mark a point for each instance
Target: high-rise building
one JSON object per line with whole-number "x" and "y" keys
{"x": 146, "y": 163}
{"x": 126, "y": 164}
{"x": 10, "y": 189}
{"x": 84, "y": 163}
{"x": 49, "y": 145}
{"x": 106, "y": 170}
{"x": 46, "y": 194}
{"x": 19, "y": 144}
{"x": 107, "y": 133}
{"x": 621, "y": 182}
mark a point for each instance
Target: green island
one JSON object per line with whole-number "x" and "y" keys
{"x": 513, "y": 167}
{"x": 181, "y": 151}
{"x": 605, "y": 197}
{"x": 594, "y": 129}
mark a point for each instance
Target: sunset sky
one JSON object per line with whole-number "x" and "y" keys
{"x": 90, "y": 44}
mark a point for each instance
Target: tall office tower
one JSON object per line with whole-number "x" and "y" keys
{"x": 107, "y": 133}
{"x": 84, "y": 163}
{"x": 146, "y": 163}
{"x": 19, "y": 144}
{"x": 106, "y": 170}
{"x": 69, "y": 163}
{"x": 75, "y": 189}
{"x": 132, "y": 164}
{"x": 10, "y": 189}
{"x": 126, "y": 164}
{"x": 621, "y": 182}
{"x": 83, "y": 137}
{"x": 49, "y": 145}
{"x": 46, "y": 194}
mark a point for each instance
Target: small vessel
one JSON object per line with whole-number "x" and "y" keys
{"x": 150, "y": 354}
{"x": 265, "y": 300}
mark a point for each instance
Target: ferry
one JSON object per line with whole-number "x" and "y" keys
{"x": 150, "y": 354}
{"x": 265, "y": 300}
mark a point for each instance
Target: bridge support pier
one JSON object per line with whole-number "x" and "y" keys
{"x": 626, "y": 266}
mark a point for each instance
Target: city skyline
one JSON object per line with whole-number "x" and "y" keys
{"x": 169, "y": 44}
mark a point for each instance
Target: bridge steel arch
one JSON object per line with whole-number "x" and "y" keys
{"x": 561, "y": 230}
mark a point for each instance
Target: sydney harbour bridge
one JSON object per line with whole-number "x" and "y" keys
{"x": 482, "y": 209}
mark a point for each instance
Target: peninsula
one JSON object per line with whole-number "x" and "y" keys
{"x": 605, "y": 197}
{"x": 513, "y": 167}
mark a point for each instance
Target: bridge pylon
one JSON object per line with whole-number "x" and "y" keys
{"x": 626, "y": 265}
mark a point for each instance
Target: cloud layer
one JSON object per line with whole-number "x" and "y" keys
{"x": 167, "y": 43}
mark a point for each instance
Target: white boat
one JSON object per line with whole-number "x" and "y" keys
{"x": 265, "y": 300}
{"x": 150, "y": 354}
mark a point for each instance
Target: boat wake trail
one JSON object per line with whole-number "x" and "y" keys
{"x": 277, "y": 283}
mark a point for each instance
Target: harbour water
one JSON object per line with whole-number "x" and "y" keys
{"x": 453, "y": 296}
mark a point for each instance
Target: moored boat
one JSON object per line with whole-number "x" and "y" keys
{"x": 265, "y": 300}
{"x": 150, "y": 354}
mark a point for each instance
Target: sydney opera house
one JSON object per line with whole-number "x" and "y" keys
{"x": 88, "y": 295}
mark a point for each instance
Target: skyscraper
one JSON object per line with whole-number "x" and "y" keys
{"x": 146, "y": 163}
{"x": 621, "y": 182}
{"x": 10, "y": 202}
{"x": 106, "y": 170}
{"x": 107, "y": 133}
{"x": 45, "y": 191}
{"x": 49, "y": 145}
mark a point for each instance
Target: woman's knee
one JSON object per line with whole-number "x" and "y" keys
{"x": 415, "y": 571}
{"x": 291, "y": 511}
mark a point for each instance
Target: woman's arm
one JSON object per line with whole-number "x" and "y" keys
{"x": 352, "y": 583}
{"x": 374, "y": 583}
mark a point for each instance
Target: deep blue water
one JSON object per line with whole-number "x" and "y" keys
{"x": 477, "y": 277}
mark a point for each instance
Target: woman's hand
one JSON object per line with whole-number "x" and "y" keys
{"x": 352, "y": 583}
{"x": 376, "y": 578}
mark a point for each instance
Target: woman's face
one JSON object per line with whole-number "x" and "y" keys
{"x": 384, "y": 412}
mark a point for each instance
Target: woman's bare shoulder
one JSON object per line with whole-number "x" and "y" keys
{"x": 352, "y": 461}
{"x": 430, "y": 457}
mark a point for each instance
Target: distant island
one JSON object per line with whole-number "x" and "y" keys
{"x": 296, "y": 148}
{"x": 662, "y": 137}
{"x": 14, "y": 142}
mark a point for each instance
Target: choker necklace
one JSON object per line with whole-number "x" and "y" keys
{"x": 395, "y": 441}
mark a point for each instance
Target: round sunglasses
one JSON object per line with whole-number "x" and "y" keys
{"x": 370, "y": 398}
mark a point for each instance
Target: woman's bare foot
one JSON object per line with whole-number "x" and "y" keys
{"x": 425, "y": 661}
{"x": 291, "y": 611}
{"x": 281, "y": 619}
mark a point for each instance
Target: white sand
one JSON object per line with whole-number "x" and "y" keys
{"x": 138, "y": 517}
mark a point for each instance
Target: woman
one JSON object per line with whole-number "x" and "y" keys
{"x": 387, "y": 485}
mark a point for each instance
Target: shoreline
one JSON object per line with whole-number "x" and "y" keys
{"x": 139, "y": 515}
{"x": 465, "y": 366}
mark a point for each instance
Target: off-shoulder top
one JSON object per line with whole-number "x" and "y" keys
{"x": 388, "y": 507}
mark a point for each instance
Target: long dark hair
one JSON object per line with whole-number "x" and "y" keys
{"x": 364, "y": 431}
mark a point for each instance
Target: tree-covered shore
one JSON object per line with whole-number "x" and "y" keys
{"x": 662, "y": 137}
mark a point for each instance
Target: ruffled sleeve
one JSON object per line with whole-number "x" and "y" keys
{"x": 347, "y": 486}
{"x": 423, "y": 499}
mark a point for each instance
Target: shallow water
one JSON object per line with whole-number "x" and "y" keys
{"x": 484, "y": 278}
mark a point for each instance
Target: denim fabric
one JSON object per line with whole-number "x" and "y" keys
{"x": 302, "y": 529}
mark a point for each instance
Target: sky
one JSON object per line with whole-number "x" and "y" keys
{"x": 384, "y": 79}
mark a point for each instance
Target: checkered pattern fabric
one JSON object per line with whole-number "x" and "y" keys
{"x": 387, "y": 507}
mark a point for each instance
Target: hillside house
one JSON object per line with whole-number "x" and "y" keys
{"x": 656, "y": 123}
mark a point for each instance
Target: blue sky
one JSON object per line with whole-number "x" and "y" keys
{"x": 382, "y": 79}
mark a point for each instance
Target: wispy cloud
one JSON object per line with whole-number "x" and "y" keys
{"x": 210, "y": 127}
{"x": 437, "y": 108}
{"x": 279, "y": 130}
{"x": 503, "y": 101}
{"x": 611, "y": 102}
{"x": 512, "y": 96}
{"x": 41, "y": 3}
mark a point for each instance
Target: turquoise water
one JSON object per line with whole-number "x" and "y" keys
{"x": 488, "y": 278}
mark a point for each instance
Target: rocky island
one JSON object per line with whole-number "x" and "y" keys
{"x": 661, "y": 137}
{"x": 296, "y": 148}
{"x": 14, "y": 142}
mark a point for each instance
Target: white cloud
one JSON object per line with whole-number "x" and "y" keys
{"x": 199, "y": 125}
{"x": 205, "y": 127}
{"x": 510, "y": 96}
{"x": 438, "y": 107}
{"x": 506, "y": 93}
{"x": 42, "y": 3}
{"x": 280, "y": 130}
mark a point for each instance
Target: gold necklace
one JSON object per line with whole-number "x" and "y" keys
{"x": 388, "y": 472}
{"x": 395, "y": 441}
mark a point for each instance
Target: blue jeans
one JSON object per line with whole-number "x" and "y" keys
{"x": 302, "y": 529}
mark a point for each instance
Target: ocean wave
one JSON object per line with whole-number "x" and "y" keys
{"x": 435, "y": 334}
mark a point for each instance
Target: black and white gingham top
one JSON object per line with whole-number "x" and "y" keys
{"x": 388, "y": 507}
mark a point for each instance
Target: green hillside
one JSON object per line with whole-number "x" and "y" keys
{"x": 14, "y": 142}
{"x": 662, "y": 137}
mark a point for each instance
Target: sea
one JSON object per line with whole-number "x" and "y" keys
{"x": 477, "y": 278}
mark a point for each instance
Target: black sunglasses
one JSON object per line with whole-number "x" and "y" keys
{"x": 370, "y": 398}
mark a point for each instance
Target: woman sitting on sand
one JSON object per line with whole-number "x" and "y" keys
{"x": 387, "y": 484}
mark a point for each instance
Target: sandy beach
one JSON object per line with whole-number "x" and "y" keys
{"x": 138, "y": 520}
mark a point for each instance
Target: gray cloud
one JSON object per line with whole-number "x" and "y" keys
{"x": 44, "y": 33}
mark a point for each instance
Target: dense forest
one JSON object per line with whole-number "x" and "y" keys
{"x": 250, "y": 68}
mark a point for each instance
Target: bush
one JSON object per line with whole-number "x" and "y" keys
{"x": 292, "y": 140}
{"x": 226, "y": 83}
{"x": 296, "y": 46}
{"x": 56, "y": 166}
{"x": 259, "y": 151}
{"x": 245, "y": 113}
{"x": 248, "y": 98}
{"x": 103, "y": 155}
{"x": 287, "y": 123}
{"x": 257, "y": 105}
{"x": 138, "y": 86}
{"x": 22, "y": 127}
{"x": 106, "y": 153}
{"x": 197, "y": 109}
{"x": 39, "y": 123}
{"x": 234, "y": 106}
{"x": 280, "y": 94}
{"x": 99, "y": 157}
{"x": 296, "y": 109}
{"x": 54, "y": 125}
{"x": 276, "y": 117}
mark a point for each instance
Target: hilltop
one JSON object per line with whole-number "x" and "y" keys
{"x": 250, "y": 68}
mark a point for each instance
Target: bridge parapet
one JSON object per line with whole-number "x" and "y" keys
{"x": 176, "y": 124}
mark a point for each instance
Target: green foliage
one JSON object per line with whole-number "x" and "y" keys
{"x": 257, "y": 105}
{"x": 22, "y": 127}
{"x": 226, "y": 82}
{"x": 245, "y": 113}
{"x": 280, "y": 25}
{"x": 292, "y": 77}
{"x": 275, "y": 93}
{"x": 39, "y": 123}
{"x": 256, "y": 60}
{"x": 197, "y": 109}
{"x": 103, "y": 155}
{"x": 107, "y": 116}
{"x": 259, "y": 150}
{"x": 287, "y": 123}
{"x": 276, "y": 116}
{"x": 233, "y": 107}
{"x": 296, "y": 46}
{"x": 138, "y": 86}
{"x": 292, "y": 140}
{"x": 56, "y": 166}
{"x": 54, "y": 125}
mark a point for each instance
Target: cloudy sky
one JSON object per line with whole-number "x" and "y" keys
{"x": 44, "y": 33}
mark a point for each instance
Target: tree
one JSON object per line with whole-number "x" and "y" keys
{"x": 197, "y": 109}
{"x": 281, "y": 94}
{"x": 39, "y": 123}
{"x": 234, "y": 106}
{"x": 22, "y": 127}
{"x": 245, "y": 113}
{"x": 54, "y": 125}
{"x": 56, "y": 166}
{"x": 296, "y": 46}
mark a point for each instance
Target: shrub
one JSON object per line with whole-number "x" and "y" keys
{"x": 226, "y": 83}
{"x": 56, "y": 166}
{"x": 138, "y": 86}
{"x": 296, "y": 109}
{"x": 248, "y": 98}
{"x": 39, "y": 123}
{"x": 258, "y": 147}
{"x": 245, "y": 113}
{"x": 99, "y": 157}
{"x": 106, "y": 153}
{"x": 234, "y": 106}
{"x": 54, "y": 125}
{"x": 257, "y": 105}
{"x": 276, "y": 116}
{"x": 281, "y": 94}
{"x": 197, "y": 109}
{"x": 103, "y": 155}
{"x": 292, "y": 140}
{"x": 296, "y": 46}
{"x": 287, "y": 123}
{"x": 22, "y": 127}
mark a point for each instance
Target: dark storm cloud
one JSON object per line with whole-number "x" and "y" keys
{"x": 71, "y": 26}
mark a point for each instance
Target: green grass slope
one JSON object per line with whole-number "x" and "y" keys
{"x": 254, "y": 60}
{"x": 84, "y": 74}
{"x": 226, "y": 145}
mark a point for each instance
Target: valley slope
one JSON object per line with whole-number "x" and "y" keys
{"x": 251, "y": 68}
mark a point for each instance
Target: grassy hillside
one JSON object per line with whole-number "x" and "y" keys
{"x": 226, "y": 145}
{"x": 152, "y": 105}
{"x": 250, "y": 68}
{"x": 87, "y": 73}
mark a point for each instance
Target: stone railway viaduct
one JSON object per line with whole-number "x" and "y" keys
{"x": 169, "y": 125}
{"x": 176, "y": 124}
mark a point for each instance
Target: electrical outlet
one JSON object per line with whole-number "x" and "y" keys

• Exercise objective: Show each line of the listing above that contains the word "woman".

• Answer in full:
Target: woman's knee
Target: woman's arm
Target: woman's hand
Target: woman's face
Target: woman's bare shoulder
Target: woman's bare foot
Target: woman
Target: woman sitting on sand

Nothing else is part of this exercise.